= Document extract =
* Begin *
GraphQL offers several benefits, including reducing over-fetching or under-fetching of data, enabling precise queries, and providing a more efficient and flexible API. It has gained widespread adoption in various domains due to its developer-friendly approach and ability to handle complex data requirements.
In this article, we will build a real world GraphQL movie directory API using NodeJS, TypeScript, MongoDB and Express.
GrapqL VS REST
Rest stands for Representational State Transfer and is the most commonly used architecure while developing and interacting with APIs (Application Programming Interfaces). In the ever-evolving realm of software development, choosing the right API architecture is a pivotal decision. Two prominent contenders, GraphQL and REST, have emerged as the go-to options, each with its own set of principles and methodologies. As developers navigate the intricate terrain of data retrieval and manipulation, understanding the distinctions between GraphQL and REST becomes imperative.
The two differ in their architectural principles and how they handle data retrieval.
REST (Representational State Transfer):
Endpoint-Centric:
In REST, each resource (e.g., user, post) is represented by a specific URL (endpoint).
Different endpoints are used for different operations (GET for retrieval, POST for creation, PUT/PATCH for updates, DELETE for deletion).
Fixed Structure:
REST APIs typically have a fixed structure, and the data returned from an endpoint is predetermined by the server.
Over-fetching (receiving more data than needed) or under-fetching (not getting enough data) can be common issues.
Stateless:
REST is stateless, meaning each request from a client contains all the information needed for the server to fulfill the request.
Multiple Endpoints:
Clients may need to make multiple requests to different endpoints to fetch all the required data.
Versioning:
Versioning is often used to handle changes in the API.
GraphQL:
Query Language:
GraphQL uses a query language to request only the data needed. Clients specify the shape and structure of the response.
Single Endpoint:
GraphQL typically uses a single endpoint, and clients can request exactly the data they need, avoiding over-fetching or under-fetching.
Real-time Data:
GraphQL supports real-time data with subscriptions, allowing clients to receive updates when data changes.
Introspection:
Clients can introspect the schema to discover what data can be queried, reducing the need for extensive documentation.
Flexibility:
Clients have more flexibility in defining the shape and structure of the data they want to receive.
GraphQL Concepts/Terminologies
Schema
The foundation of a GraphQL API is its schema, which defines the types and relationships within the data.
* End *
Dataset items
* Begin *
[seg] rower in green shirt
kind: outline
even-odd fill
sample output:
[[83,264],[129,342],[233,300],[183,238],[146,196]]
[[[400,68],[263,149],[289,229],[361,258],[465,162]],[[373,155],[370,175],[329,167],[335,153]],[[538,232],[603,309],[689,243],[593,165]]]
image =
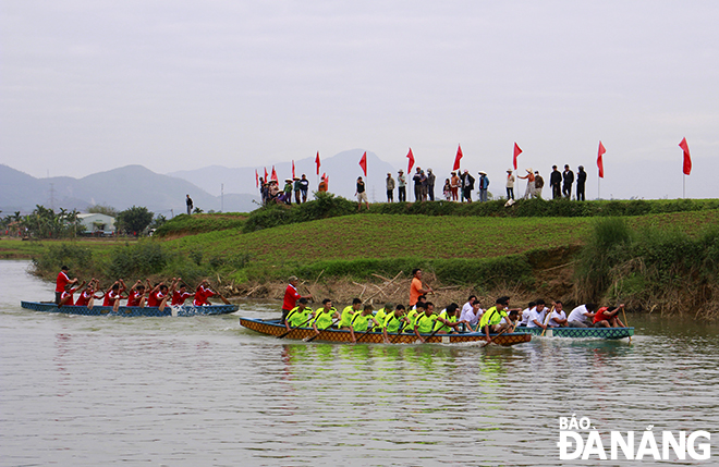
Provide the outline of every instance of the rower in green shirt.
* End *
= Problems and tasks =
1) According to the GraphQL article, what does the schema of a GraphQL API define?
2) Pick up the GraphQL article after its last sentence and keep writing it.

= Answers for the exercise =
1) It defines the types and relationships within the data.

2)
- Types: GraphQL allows you to define custom types, such as Object, Scalar, Enum, Interface, Union, and Input.
- Fields: Each type can have fields, and each field can return another type.
type User {
id: ID!
name: String!
email: String!
posts: [Post!]!
}
type Post {
id: ID!
title: String!
content: String!
author: User!
}
The exclamation mark (!) at the end of a type definition denotes that a particular field is non-nullable. It means that the field must always have a value and cannot be null.
Query
- Clients request the specific data they need using queries.
- The query structure mirrors the shape of the response.
query {
user(id: "123") {
name
email
posts {
title
}
}
}
Mutation
- Mutations are used for modifying or creating data on the server.
mutation {
createUser(name: "John Doe", email: "john@example.com") {
id
name
}
}
Subscription
GraphQL supports real-time data with subscriptions, allowing clients to receive updates when specific events occur without relying on external libraries or additional technologies like socket.io.
The subscription is defined in the GraphQL schema, similar to queries and mutations.
Under the hood, GraphQL subscriptions typically use WebSocket connections to establish a persistent connection between the client and server.
When an event occurs (e.g., new data is available), the server can push updates to all subscribed clients over the WebSocket connection.
subscription {
newPost {
title
content
}
}
Resolver
- Resolvers are functions that define how to retrieve or manipulate data for each field in the schema.
- Resolvers are specific to each field and type.
Introspection
GraphQL provides introspection, allowing clients to query the schema itself to discover available types, fields, and their types.
query {
__schema {
types {
name
}
}
}
Project Setup
In this article,we will be using the following folder structure:
This structure is minimal but will help us understand the main concepts while using GraphQL to develop APIs in a NodeJS environment, after which you can come up with your own folder structure. A future article may concentrate on folder structure for a production grade GraphQL API, which may also include unit testing, user authentication and authorisation say using json web token and much more separation of concerns. For now, the above will work for us.
Install Dependencies
Create a new folder in your desired location and name it qraphql_api_guide.
With the folder open in your favourite code editor, open terminal and run the following command to initialise a NodeJS project:
npm init -y
After initialising the project, install the following dependencies with the following command:
npm install express cors helmet bcrypt dotenv mongoose express-graphql graphql graphql-http morgan
and
npm install -D @types/cors @types/express @types/bcrypt @types/morgan nodemon ts-node typescript
to install development dependencies.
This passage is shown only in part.